Record set

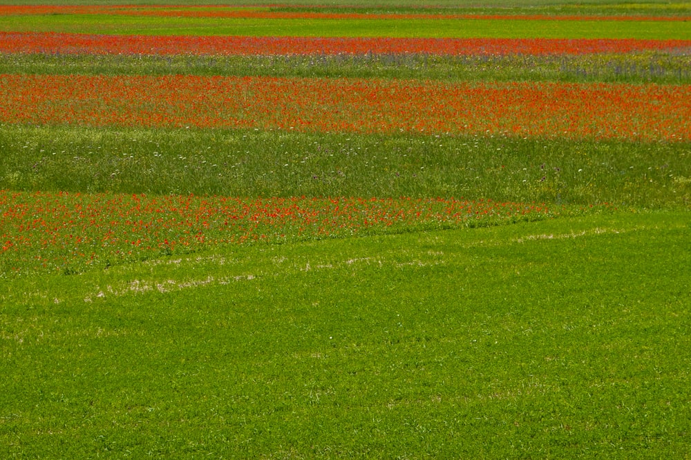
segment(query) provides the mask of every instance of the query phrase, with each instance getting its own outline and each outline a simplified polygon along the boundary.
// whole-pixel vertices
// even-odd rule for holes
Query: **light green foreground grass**
[[[0,30],[146,35],[691,39],[685,21],[278,19],[108,14],[0,17]]]
[[[0,284],[0,456],[683,458],[688,214]]]
[[[691,83],[691,54],[585,56],[126,56],[0,54],[0,73],[238,75],[445,81]]]

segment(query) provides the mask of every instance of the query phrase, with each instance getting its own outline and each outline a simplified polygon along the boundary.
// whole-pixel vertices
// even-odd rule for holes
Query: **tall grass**
[[[0,73],[247,75],[446,81],[553,81],[688,84],[691,55],[643,52],[585,56],[126,56],[0,54]]]
[[[0,126],[0,188],[688,207],[688,143]]]

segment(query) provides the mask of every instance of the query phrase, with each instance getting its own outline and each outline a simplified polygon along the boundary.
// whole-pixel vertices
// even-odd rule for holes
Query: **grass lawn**
[[[0,453],[679,458],[685,212],[3,282]]]

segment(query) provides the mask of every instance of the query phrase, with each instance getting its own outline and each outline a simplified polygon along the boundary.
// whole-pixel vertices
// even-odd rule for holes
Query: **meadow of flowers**
[[[72,15],[93,17],[95,21],[104,15],[342,21],[608,21],[641,24],[688,19],[683,14],[478,14],[433,10],[385,12],[280,7],[0,6],[0,17],[4,17],[47,16],[54,20]],[[180,56],[211,57],[220,61],[267,57],[286,61],[296,56],[311,57],[316,61],[330,56],[336,59],[383,56],[388,57],[386,59],[394,66],[397,59],[403,59],[401,57],[412,56],[419,59],[410,61],[408,66],[408,72],[415,74],[417,68],[424,66],[426,57],[430,59],[484,57],[486,60],[478,61],[478,65],[488,67],[492,66],[492,59],[522,57],[524,64],[539,70],[540,61],[533,59],[538,56],[555,59],[612,56],[626,63],[627,57],[633,62],[642,52],[655,52],[673,61],[674,57],[685,56],[689,49],[689,40],[636,38],[439,39],[357,34],[339,37],[246,37],[0,31],[3,59],[43,56],[53,63],[53,67],[48,68],[55,69],[0,74],[0,123],[8,127],[71,126],[75,132],[87,126],[105,130],[192,128],[275,131],[276,146],[281,132],[325,137],[345,133],[356,139],[372,133],[422,137],[443,134],[472,137],[475,143],[478,139],[498,136],[683,146],[691,141],[688,122],[691,86],[688,84],[345,78],[337,74],[341,62],[337,60],[330,64],[333,68],[327,78],[200,75],[177,71],[169,74],[117,74],[117,71],[115,74],[82,74],[60,69],[61,59],[66,66],[73,56],[95,61],[100,56],[124,56],[144,63],[150,62],[149,57]],[[248,60],[240,68],[249,72],[255,62]],[[22,65],[17,64],[19,69]],[[131,61],[128,65],[136,63]],[[362,66],[366,67],[367,63]],[[307,68],[309,71],[309,66]],[[61,142],[64,146],[71,141]],[[415,156],[415,152],[410,154]],[[183,152],[177,155],[187,156]],[[544,170],[544,161],[538,163],[542,163]],[[342,174],[336,170],[332,172],[334,177]],[[178,173],[167,174],[174,178]],[[184,180],[186,174],[184,170],[180,172],[180,180]],[[253,174],[273,174],[274,171]],[[564,211],[560,206],[552,206],[554,203],[498,203],[488,195],[458,200],[441,192],[444,184],[435,189],[439,193],[434,196],[441,197],[433,199],[368,196],[366,183],[359,189],[360,196],[345,197],[149,197],[46,192],[26,186],[11,190],[17,178],[26,175],[21,170],[0,174],[6,184],[2,187],[6,190],[0,192],[5,272],[82,270],[90,266],[140,260],[219,244],[343,237],[393,229],[490,225],[554,217]],[[545,181],[542,174],[540,183]],[[683,180],[674,183],[682,188],[685,183]],[[170,188],[175,185],[171,183]],[[588,186],[589,183],[584,185]],[[501,194],[506,195],[505,192]],[[672,192],[676,193],[676,190]],[[556,191],[555,196],[558,194]],[[659,202],[659,199],[656,200]],[[575,204],[579,209],[603,205],[602,202]]]

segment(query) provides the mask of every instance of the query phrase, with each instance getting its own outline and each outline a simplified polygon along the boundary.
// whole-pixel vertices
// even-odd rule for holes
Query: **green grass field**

Problem to work on
Reproduce all of the records with every occurrence of "whole-pixel" swapped for "integer" and nothing else altered. Omit the pictures from your answer.

The answer
segment(query) provides the mask of every instance of the query phrase, with each instance getting its own outline and each outline a simplified polygon along the boundary.
// integer vertices
// even-odd rule for holes
Query: **light green foreground grass**
[[[0,30],[146,35],[691,39],[685,21],[278,19],[108,14],[0,17]]]
[[[0,284],[0,456],[683,458],[688,214]]]
[[[691,83],[691,54],[585,56],[126,56],[0,54],[0,73],[238,75],[445,81]]]

segment(query) provides the mask of every instance of the query phrase, with each instance getting its own outline and each outline a simplified polygon along the boundary.
// integer vertices
// even-odd rule for holes
Query: **tall grass**
[[[0,73],[247,75],[446,81],[553,81],[688,84],[691,55],[643,52],[585,56],[126,56],[0,54]]]
[[[0,126],[0,188],[688,207],[688,143]]]

segment(query) provides the mask of every instance of the query phrase, with each instance getting its own outline and each outline a simplified polygon along the boundary.
// integer vertices
// even-odd rule for holes
Query: **grass lawn**
[[[0,453],[679,458],[685,212],[3,282]]]

segment(query) provides the mask of every instance of the query phrase, with each instance getting its own outline and each outline a simplified polygon along the boundary.
// integer vertices
// even-odd rule for holes
Query: **meadow of flowers**
[[[72,15],[93,17],[95,21],[104,15],[342,21],[608,21],[641,24],[688,19],[683,14],[478,14],[433,10],[385,12],[280,7],[0,6],[0,17],[4,17],[47,16],[54,20]],[[180,56],[211,57],[220,61],[267,57],[286,61],[296,56],[311,57],[316,61],[330,56],[336,59],[383,56],[388,57],[386,59],[394,66],[397,59],[403,59],[401,57],[412,56],[419,59],[410,61],[408,66],[408,72],[415,74],[417,68],[424,66],[426,57],[430,59],[484,57],[486,60],[478,61],[478,65],[488,67],[492,66],[492,59],[522,57],[524,64],[539,70],[540,61],[533,59],[538,56],[555,59],[612,56],[626,63],[627,57],[633,62],[642,52],[655,52],[673,61],[674,57],[685,56],[689,49],[689,40],[636,38],[439,39],[357,34],[339,37],[246,37],[0,31],[3,59],[43,56],[53,63],[53,67],[48,68],[55,69],[0,74],[0,123],[8,127],[71,126],[75,132],[87,126],[105,130],[192,128],[275,131],[276,146],[281,132],[325,137],[345,133],[356,139],[372,133],[422,137],[443,134],[472,137],[475,143],[478,139],[498,136],[683,146],[691,141],[688,122],[691,86],[688,84],[345,78],[337,74],[341,62],[337,60],[330,64],[333,68],[327,78],[200,75],[177,71],[169,74],[117,74],[117,71],[115,74],[82,74],[60,69],[61,59],[66,66],[73,56],[95,61],[100,56],[124,56],[144,63],[150,62],[149,57]],[[248,60],[240,68],[249,72],[255,62]],[[22,65],[17,64],[19,69]],[[131,61],[128,65],[136,63]],[[362,66],[366,67],[367,63]],[[307,68],[309,71],[309,66]],[[61,142],[64,146],[71,141]],[[415,156],[415,152],[410,154]],[[183,152],[177,155],[187,156]],[[544,170],[544,161],[538,163],[542,163]],[[342,174],[336,170],[332,172],[334,177]],[[178,173],[167,174],[174,178]],[[184,180],[186,174],[184,170],[180,172],[180,180]],[[253,174],[273,174],[274,171]],[[564,211],[560,206],[552,206],[554,203],[498,203],[488,195],[458,200],[441,192],[444,184],[435,189],[439,193],[434,196],[441,197],[433,199],[368,196],[366,183],[359,189],[360,196],[345,197],[149,197],[46,192],[26,186],[11,190],[17,178],[26,175],[21,170],[0,174],[6,184],[2,187],[6,190],[0,192],[5,272],[82,270],[90,266],[140,260],[219,244],[343,237],[393,229],[490,225],[554,217]],[[545,181],[542,174],[540,183]],[[683,180],[674,183],[682,188],[685,183]],[[170,188],[175,185],[171,183]],[[588,186],[589,183],[584,185]],[[501,194],[506,195],[505,192]],[[672,192],[676,193],[676,190]],[[556,191],[555,196],[558,194]],[[659,202],[659,199],[656,200]],[[575,204],[579,209],[603,205],[602,202]]]

segment(query) provides the mask of every instance of the query phrase, with each instance getting its own outline and each outline a simplified polygon along the boundary.
// integer vertices
// even-odd rule for holes
Query: **green grass field**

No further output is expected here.